**REQUIRED WORK:** Below is a block of entries, which should be copied verbatim apart from the pictures.

::::::

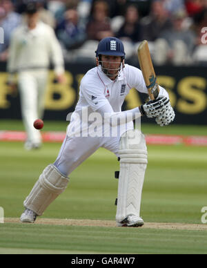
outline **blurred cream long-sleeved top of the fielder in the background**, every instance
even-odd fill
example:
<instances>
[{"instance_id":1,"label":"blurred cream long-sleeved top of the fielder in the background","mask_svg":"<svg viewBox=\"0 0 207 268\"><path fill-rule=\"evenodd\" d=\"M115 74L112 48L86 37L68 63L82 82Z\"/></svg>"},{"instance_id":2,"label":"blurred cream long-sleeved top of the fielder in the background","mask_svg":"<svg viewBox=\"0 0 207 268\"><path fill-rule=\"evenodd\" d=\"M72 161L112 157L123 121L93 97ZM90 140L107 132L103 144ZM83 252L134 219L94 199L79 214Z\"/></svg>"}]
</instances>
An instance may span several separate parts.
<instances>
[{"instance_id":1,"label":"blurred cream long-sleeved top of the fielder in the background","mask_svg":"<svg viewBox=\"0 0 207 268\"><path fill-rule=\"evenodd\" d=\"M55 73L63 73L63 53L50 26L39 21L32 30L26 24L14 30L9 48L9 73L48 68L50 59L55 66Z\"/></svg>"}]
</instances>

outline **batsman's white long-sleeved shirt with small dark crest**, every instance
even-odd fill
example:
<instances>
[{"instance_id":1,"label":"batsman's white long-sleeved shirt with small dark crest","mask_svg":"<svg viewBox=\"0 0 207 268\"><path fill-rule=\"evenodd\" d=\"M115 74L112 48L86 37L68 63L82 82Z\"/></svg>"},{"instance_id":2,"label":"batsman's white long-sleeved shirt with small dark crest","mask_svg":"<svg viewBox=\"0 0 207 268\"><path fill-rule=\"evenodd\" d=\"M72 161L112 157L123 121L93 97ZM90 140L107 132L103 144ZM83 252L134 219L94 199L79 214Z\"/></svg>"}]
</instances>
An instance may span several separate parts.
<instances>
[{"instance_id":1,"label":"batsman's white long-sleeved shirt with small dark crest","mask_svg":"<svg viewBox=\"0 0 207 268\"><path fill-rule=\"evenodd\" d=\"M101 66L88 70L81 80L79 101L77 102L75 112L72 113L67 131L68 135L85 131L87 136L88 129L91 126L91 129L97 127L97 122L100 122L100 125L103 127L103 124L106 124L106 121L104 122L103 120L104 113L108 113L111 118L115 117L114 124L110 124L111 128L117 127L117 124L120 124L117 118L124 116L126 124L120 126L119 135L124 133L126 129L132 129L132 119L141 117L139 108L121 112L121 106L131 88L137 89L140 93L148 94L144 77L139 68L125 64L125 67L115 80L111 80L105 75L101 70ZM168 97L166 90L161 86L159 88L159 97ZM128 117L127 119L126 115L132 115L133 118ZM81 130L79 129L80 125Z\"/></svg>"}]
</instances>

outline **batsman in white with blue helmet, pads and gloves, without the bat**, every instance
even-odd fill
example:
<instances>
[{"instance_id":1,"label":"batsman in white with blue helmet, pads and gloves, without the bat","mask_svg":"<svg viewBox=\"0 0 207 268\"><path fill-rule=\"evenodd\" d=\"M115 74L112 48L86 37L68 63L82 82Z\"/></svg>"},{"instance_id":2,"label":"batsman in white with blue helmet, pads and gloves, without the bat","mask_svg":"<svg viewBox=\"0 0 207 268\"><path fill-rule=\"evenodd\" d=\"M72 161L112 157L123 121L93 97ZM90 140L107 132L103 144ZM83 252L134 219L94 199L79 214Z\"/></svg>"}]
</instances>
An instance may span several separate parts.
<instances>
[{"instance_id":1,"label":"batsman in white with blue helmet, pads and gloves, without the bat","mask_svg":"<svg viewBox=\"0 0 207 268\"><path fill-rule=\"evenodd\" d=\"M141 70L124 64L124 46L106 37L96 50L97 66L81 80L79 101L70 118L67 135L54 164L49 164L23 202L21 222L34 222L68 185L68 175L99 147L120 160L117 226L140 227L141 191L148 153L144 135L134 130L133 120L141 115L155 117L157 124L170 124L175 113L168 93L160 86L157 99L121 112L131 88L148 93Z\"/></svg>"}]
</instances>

::::::

**FINISHED TASK:**
outline **blurred cream long-sleeved top of the fielder in the background**, every instance
even-odd fill
example:
<instances>
[{"instance_id":1,"label":"blurred cream long-sleeved top of the fielder in the background","mask_svg":"<svg viewBox=\"0 0 207 268\"><path fill-rule=\"evenodd\" d=\"M115 74L112 48L86 37L68 63L82 82Z\"/></svg>"},{"instance_id":2,"label":"blurred cream long-sleeved top of the fielder in the background","mask_svg":"<svg viewBox=\"0 0 207 268\"><path fill-rule=\"evenodd\" d=\"M72 161L112 157L123 121L93 97ZM90 140L107 132L103 144ZM83 252L134 219L94 199L79 214Z\"/></svg>"}]
</instances>
An instance may span several separate parts.
<instances>
[{"instance_id":1,"label":"blurred cream long-sleeved top of the fielder in the background","mask_svg":"<svg viewBox=\"0 0 207 268\"><path fill-rule=\"evenodd\" d=\"M55 73L63 73L63 53L50 26L39 21L32 30L26 24L14 30L9 48L9 73L48 68L50 59L55 66Z\"/></svg>"}]
</instances>

outline **batsman's white long-sleeved shirt with small dark crest**, every instance
even-odd fill
example:
<instances>
[{"instance_id":1,"label":"batsman's white long-sleeved shirt with small dark crest","mask_svg":"<svg viewBox=\"0 0 207 268\"><path fill-rule=\"evenodd\" d=\"M115 74L112 48L86 37L68 63L82 82Z\"/></svg>"},{"instance_id":2,"label":"batsman's white long-sleeved shirt with small dark crest","mask_svg":"<svg viewBox=\"0 0 207 268\"><path fill-rule=\"evenodd\" d=\"M72 161L112 157L123 121L93 97ZM90 140L107 132L103 144ZM83 252L134 219L94 199L79 214Z\"/></svg>"}]
</instances>
An instance may span several separate parts.
<instances>
[{"instance_id":1,"label":"batsman's white long-sleeved shirt with small dark crest","mask_svg":"<svg viewBox=\"0 0 207 268\"><path fill-rule=\"evenodd\" d=\"M101 66L88 70L81 80L79 101L77 102L75 112L72 113L67 131L68 135L85 131L87 136L88 129L91 126L91 129L97 127L97 122L100 122L100 125L103 127L103 124L106 124L106 121L104 122L103 120L104 113L108 113L111 118L115 117L114 124L110 124L111 128L117 127L117 124L120 124L117 118L124 116L126 124L120 126L119 135L124 133L126 129L132 129L132 119L141 117L139 108L121 112L121 106L131 88L137 89L140 93L148 94L144 77L139 68L125 64L125 67L115 80L111 80L105 75L101 70ZM168 97L166 90L161 86L159 88L159 97ZM128 117L127 119L126 115L132 115L133 118ZM81 130L79 129L80 125Z\"/></svg>"}]
</instances>

outline **batsman in white with blue helmet, pads and gloves, without the bat**, every instance
even-odd fill
example:
<instances>
[{"instance_id":1,"label":"batsman in white with blue helmet, pads and gloves, without the bat","mask_svg":"<svg viewBox=\"0 0 207 268\"><path fill-rule=\"evenodd\" d=\"M115 74L112 48L86 37L68 63L82 82Z\"/></svg>"},{"instance_id":2,"label":"batsman in white with blue helmet, pads and gloves, without the bat","mask_svg":"<svg viewBox=\"0 0 207 268\"><path fill-rule=\"evenodd\" d=\"M72 161L112 157L123 121L93 97ZM90 140L107 132L103 144ZM83 252L134 219L94 199L79 214Z\"/></svg>"}]
</instances>
An instance may span several separate parts.
<instances>
[{"instance_id":1,"label":"batsman in white with blue helmet, pads and gloves, without the bat","mask_svg":"<svg viewBox=\"0 0 207 268\"><path fill-rule=\"evenodd\" d=\"M141 70L124 64L124 46L106 37L96 50L97 66L81 80L79 101L70 118L67 135L54 164L49 164L23 202L21 222L34 222L68 185L68 175L99 147L120 160L117 226L140 227L141 191L148 153L144 135L134 130L133 120L141 115L155 117L157 124L170 124L175 113L168 93L160 86L157 99L121 112L131 88L148 93Z\"/></svg>"}]
</instances>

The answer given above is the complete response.